- _DOCUMENT SECTION_:
================

Tag Archives: Castles in Wales

Circuitous Travel~Part 5

10 Sep

SUNDAY MEMORIES

Judy Wills

 

After a wonderful breakfast at the St. Valery Guest House in Edinburgh, we loaded up the car and headed to Wales.

Looking at the map, it is quite a distance from Edinburgh to the Eastern border of Wales. It has been so many years since we made this trip, that I honestly don’t remember all the towns and villages we passed through getting to Wales. I have a “log” where I wrote down where we went each day, and what we saw, but there are only two entries for this particular day.   I guess those two cities, with castles, were the main focus of our day.

And so, I will tell you what we saw that day. It was so awesome…and we enjoyed ourselves so much. I have not mentioned before that one of the things that has interested me and thrilled me so much on this trip – is all the castles and ruins that we have seen that were built by the Normans! And they are still standing! Many years ago, Fred and I made a trip to Greece, and the feeling of awe that I experienced there is much the same as it was on this trip to England, Scotland, and Wales. All these structures have been in existence for hundreds and hundreds of years – and are still standing! I remember Fred sitting on the stump of a column in Athens, on the Acropolis, and knowing that those buildings were there when Jesus walked the earth…and they are still standing! We stood on Mars Hill, where Paul preached his sermon. Yes, some structures or most are in ruins, but they are still there, to remind us of what was. Amazing!

================

Labeled photos with boxes:

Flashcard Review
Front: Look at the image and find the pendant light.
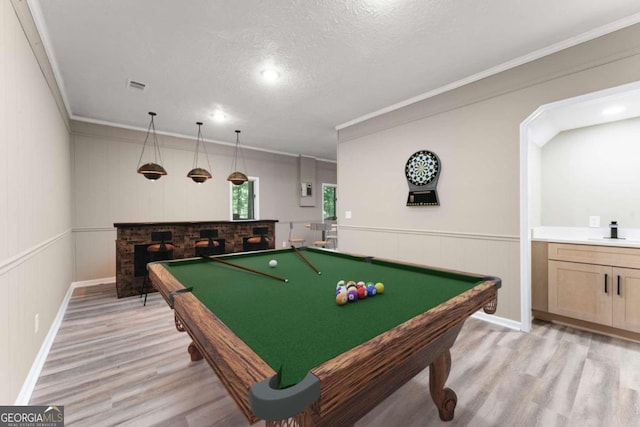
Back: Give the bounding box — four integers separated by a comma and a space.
138, 112, 167, 181
227, 130, 249, 185
187, 122, 211, 184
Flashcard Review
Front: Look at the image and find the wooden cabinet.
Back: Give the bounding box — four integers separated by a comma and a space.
548, 243, 640, 332
612, 268, 640, 332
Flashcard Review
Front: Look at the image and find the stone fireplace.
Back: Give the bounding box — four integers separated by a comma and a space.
113, 219, 278, 298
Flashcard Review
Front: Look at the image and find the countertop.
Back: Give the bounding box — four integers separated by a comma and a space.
531, 227, 640, 248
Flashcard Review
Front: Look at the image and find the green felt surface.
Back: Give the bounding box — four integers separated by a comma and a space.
165, 249, 480, 387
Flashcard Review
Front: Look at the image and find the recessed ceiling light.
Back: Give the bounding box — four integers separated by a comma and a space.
262, 68, 280, 82
602, 105, 626, 116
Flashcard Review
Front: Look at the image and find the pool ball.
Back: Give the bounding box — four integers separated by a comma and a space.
336, 292, 349, 305
358, 286, 367, 299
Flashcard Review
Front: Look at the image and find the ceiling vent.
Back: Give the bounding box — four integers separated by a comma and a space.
127, 80, 147, 91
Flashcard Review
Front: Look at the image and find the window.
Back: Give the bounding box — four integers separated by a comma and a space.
229, 177, 260, 221
322, 184, 337, 221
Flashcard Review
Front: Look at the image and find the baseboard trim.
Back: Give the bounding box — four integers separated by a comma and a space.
471, 311, 524, 332
14, 277, 116, 406
15, 284, 74, 406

================

- _REQUESTS_:
a – Translate this sentence from the travel account into Spanish: "We stood on Mars Hill, where Paul preached his sermon."
b – In the travel account, where did the travelers eat breakfast before driving to Wales?
c – Write the next paragraph of the travel account, picking up after its final sentence.
None of the listing is needed here.

- _THE RESPONSES_:
a – Estuvimos en la colina de Marte, donde Pablo predicó su sermón.

b – At the St. Valery Guest House in Edinburgh.

c –
Fred sitting in the priests seats in Dionysus Amphitheater at the foot of the Acropolis

In any case, our first stop in Wales was in the town on Conwy. It is on the north coast of Wales. From a website on the castles of Wales, I learned:

Jeff Thomas, author:

Words cannot do justice to Conwy Castle. The best, simple description is found in the guidebook published by CADW, the Welsh Historic Trust, which states: “Conwy is by any standards one of the great fortresses of medieval Europe.” Conwy along with Harlech is probably the most impressive of all the Welsh castles. Both were designed by Edward I’s master castle builder James of St. George, and while Harlech has a more storied past, Conwy’s eight massive towers and high curtain wall are more impressive than those at Harlech.

 

Credit Google Search and Jeffrey L. Thomas – Conwy Castle

 

 Unlike Harlech however, Conwy Castle and town are surrounded by a well-preserved wall lending an additional sense of strength to the site. Conwy’s well-preserved wall helps the town maintain a medieval character lost by other Welsh castle-towns over the years. Construction of Conwy began in 1283. The castle was an important part of King Edward I’s plan of surrounding Wales in “an iron ring of castles” to subdue the rebellious population. The highly defensible wall Edward built around the town was intended to protect the English colony planted at Conwy. The native Welsh population were violently opposed to English occupation of their homeland.

 

Conwy Castle entrance and bridge

 

Mr. Thomas continues:   Conwy is a town that time has simply chosen to pass by. Despite a few modern shops, Conwy still looks very similar to the town Edward envisioned some 700 years ago. The ancient town walls, castle and simple streets offer very little to remind the visitor of the modern world. Conwy is something of a paradox. Originally a symbol of English domination of Wales, in time the Welsh managed to reclaim the town, replacing English oppression with its own medieval character. Only at Conwy and St. Davids did we get the feeling of being transported back to ancient Wales.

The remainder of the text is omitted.